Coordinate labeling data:
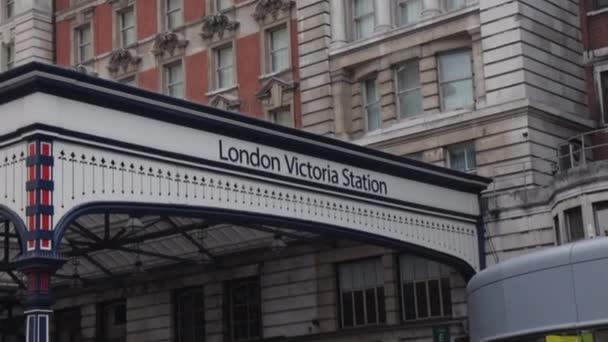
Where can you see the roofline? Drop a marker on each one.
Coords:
(58, 81)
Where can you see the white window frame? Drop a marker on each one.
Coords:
(8, 8)
(463, 145)
(443, 275)
(271, 51)
(217, 68)
(598, 71)
(355, 18)
(442, 82)
(8, 55)
(403, 3)
(380, 314)
(169, 84)
(399, 92)
(367, 104)
(122, 29)
(79, 45)
(168, 12)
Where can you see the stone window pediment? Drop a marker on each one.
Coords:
(217, 25)
(276, 92)
(169, 44)
(274, 9)
(123, 61)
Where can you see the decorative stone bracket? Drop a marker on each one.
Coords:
(168, 42)
(217, 24)
(271, 7)
(122, 59)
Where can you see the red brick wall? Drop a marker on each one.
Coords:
(193, 9)
(149, 79)
(103, 29)
(146, 18)
(61, 4)
(248, 70)
(197, 77)
(63, 46)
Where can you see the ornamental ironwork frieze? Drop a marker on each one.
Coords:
(217, 24)
(122, 59)
(271, 7)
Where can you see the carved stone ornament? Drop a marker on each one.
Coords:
(122, 58)
(217, 23)
(225, 102)
(168, 42)
(272, 7)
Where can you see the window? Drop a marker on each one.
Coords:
(243, 298)
(222, 5)
(456, 80)
(278, 49)
(174, 80)
(461, 157)
(372, 105)
(131, 81)
(558, 234)
(604, 94)
(362, 293)
(8, 55)
(574, 224)
(364, 19)
(190, 318)
(410, 11)
(113, 322)
(83, 41)
(282, 117)
(600, 211)
(224, 67)
(126, 20)
(425, 288)
(9, 8)
(455, 4)
(67, 325)
(174, 13)
(408, 89)
(601, 4)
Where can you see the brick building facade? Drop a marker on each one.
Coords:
(502, 89)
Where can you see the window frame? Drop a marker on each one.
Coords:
(446, 312)
(79, 45)
(269, 49)
(167, 84)
(465, 144)
(101, 320)
(354, 19)
(122, 29)
(168, 12)
(216, 67)
(441, 82)
(199, 290)
(568, 223)
(399, 17)
(399, 92)
(8, 7)
(366, 104)
(380, 299)
(229, 310)
(8, 55)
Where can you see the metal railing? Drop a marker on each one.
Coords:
(583, 148)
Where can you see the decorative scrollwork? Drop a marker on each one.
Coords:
(272, 7)
(217, 24)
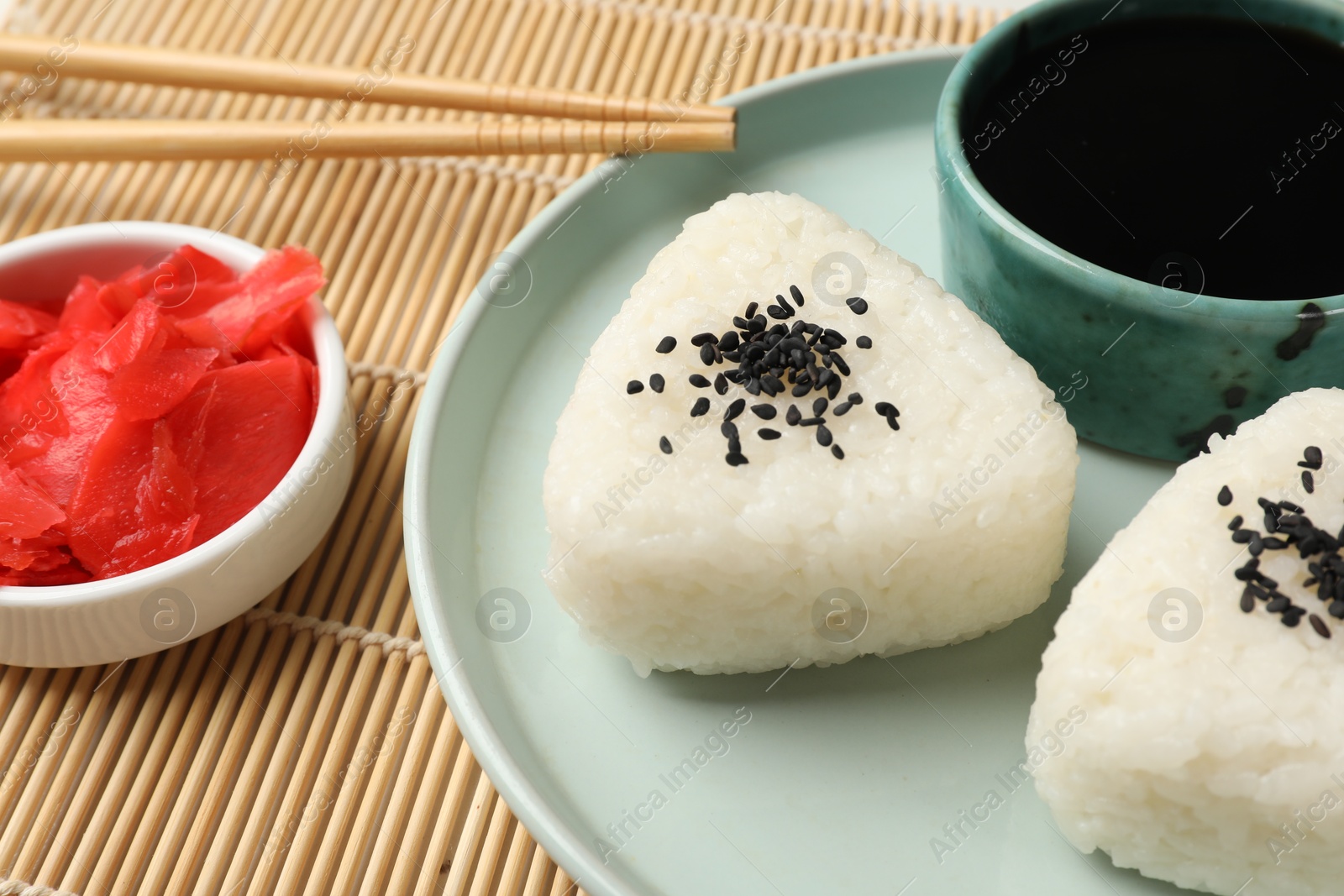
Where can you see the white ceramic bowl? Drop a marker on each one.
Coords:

INSTRUCTIONS FOR THE TASK: Reproduce every one of these lines word for word, leaving out the pictures.

FINAL ANSWER:
Where can you see the roofline? Drop a marker on each one.
Coords:
(58, 81)
Where can you see the white window frame? Drop a marker on each one.
Coords:
(8, 8)
(463, 145)
(443, 275)
(271, 51)
(217, 68)
(598, 71)
(355, 18)
(442, 82)
(8, 55)
(403, 3)
(380, 314)
(169, 84)
(399, 92)
(367, 104)
(122, 29)
(79, 45)
(168, 12)
Where can you see the stone window pediment? Drop a marker on each one.
Coords:
(217, 25)
(276, 92)
(169, 44)
(274, 9)
(123, 61)
Where can you see the decorative stone bracket? Drop a marker on each one.
Coords:
(168, 42)
(217, 24)
(271, 7)
(122, 59)
Where can you see the red brick wall? Drop a marker on each one.
Coords:
(193, 9)
(149, 79)
(103, 29)
(146, 18)
(61, 4)
(248, 70)
(197, 77)
(63, 46)
Where can you see the ornamental ironwork frieze? Drop a marker on each one.
Coords:
(217, 24)
(122, 59)
(271, 7)
Where can you see the carved stone ornament? Drop a marker on each one.
Coords:
(122, 58)
(217, 23)
(225, 102)
(168, 42)
(272, 7)
Where can you see the window? Drop a marker on each one.
Coords:
(243, 298)
(222, 5)
(456, 80)
(278, 49)
(174, 80)
(461, 157)
(372, 105)
(131, 81)
(558, 234)
(604, 94)
(362, 293)
(8, 55)
(574, 224)
(364, 19)
(190, 318)
(410, 11)
(113, 322)
(83, 41)
(282, 117)
(600, 211)
(224, 67)
(126, 20)
(425, 288)
(9, 8)
(455, 4)
(67, 325)
(174, 13)
(408, 89)
(601, 4)
Where can you see the brick building facade? Drop a marker on each one.
Coords:
(502, 89)
Where can you see the window frame? Drop a marker on each one.
Coords:
(446, 312)
(79, 45)
(269, 49)
(167, 84)
(465, 144)
(101, 320)
(354, 19)
(122, 29)
(168, 12)
(216, 67)
(441, 82)
(199, 290)
(568, 223)
(399, 17)
(399, 92)
(8, 7)
(366, 104)
(380, 299)
(229, 310)
(8, 55)
Where can you see the metal railing? Drop a marker on each one.
Coords:
(583, 148)
Where can you see the decorative scrollwork? Drop a marker on each one.
Coords:
(272, 7)
(217, 24)
Where can you see the white ceramic bowl? Drop a marker on each one.
Coords:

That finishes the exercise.